*PROMPT*: All of the records below need to be returned exactly.

*LISTED ENTRIES*:
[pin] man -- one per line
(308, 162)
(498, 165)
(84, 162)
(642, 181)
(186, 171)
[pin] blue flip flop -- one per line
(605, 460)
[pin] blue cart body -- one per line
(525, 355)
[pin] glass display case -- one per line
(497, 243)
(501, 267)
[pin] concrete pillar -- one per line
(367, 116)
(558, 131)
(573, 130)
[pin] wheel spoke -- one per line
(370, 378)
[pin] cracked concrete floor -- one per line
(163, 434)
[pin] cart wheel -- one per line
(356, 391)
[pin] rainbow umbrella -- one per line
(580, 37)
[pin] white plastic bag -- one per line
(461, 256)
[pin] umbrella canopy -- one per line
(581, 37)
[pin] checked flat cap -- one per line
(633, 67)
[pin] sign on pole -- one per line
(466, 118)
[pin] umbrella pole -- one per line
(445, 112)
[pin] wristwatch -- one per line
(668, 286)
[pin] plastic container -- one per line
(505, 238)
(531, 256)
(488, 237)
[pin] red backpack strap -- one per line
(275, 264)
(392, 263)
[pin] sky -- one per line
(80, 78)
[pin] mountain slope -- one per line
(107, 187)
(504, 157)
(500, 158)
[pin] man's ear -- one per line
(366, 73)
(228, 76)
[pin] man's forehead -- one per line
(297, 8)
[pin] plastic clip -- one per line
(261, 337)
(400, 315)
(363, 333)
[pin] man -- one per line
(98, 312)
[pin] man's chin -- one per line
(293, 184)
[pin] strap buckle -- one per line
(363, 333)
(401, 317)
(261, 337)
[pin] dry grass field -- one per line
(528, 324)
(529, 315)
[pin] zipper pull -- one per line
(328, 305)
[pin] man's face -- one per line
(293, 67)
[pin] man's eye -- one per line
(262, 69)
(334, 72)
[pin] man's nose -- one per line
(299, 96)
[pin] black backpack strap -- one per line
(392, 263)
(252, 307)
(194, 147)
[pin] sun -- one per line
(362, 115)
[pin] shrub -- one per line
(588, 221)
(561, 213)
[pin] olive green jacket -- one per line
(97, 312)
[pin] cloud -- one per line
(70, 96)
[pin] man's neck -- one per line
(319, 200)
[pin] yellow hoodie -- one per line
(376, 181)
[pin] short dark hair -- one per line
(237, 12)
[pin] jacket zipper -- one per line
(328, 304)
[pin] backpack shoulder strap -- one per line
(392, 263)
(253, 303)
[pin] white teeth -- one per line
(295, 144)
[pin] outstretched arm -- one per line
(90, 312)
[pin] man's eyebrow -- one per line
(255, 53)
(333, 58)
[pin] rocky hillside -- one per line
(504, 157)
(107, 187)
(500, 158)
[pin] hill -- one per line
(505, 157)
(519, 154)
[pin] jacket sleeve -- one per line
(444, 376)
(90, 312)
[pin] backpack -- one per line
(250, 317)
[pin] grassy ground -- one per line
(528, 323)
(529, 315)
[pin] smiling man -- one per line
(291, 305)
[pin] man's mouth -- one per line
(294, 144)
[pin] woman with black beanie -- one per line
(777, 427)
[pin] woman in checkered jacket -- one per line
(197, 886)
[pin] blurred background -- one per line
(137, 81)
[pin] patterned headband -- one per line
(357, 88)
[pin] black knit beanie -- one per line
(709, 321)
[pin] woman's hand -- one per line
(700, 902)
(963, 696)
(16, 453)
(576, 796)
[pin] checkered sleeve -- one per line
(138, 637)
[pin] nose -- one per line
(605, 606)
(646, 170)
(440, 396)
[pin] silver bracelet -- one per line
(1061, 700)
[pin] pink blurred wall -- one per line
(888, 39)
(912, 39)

*FINISHED EXERCISE*:
[pin] man -- one per line
(308, 162)
(498, 165)
(84, 162)
(642, 181)
(186, 171)
[pin] blue flip flop -- one per line
(605, 460)
[pin] blue cart body -- one per line
(525, 355)
[pin] glass display case -- one per line
(497, 243)
(501, 267)
[pin] concrete pillar -- one per line
(367, 116)
(558, 131)
(573, 130)
[pin] wheel spoke -- one per line
(370, 378)
[pin] cracked concrete floor -- one per line
(163, 434)
[pin] cart wheel -- one per line
(356, 391)
[pin] rainbow umbrella -- one per line
(580, 37)
[pin] white plastic bag -- one per line
(461, 256)
[pin] umbrella canopy -- one per line
(581, 37)
[pin] checked flat cap -- one per line
(633, 67)
[pin] sign on pole -- one per line
(466, 118)
[pin] umbrella pole -- one per line
(445, 112)
[pin] wristwatch -- one per line
(668, 286)
[pin] plastic container -- one per line
(505, 238)
(531, 256)
(488, 237)
[pin] red backpack strap -- one per line
(275, 264)
(392, 263)
[pin] sky -- one per line
(80, 78)
[pin] mountain slope -- one per line
(107, 187)
(504, 157)
(500, 158)
[pin] man's ear -- one per line
(366, 73)
(228, 76)
[pin] man's forehead -- one per line
(297, 8)
[pin] plastic clip -- one per line
(261, 337)
(400, 315)
(363, 333)
[pin] man -- one per line
(98, 312)
[pin] man's chin -- one per line
(293, 184)
[pin] strap buckle -- one per line
(363, 333)
(401, 317)
(261, 337)
[pin] dry grass field -- one per line
(528, 324)
(529, 315)
[pin] zipper pull -- one per line
(328, 305)
[pin] man's face -- one per line
(293, 67)
[pin] man's eye -- one per line
(262, 69)
(334, 72)
[pin] man's nose -- one per line
(299, 96)
[pin] black backpack strap -- one per line
(392, 263)
(252, 307)
(194, 147)
[pin] sun -- one per line
(362, 115)
[pin] shrub -- one per line
(588, 221)
(561, 213)
[pin] olive green jacket -- one per line
(97, 312)
[pin] cloud -- one per line
(70, 96)
[pin] man's neck -- one per line
(319, 200)
[pin] yellow hoodie -- one per line
(376, 181)
[pin] short dark hair -- one per line
(237, 12)
[pin] jacket zipper -- one per line
(328, 304)
[pin] backpack shoulder strap -- one per line
(392, 263)
(253, 303)
[pin] white teeth -- one per line
(295, 144)
[pin] outstretched arm -- one per line
(90, 312)
[pin] man's eyebrow -- one per line
(255, 53)
(333, 58)
[pin] rocky hillside -- one per line
(504, 157)
(107, 187)
(500, 158)
[pin] hill -- one per line
(505, 157)
(519, 154)
[pin] jacket sleeve -- one per line
(444, 376)
(90, 312)
[pin] backpack -- one per line
(250, 317)
[pin] grassy ground -- one per line
(528, 323)
(529, 315)
[pin] smiling man -- one per line
(291, 305)
[pin] man's mouth -- one per line
(294, 144)
[pin] woman with black beanie -- one per line
(777, 427)
[pin] woman in checkered jacket -- one per line
(197, 886)
[pin] blurred background -- one per line
(137, 81)
[pin] patterned headband -- one per line
(357, 88)
[pin] black knit beanie -- one per line
(709, 321)
[pin] woman's hand -- one per line
(700, 902)
(963, 696)
(16, 453)
(576, 796)
[pin] checkered sleeve -- one per line
(138, 637)
[pin] nose -- one per line
(605, 606)
(646, 170)
(440, 396)
[pin] silver bracelet -- one per line
(1061, 700)
[pin] pink blurred wall -- one per line
(888, 39)
(912, 39)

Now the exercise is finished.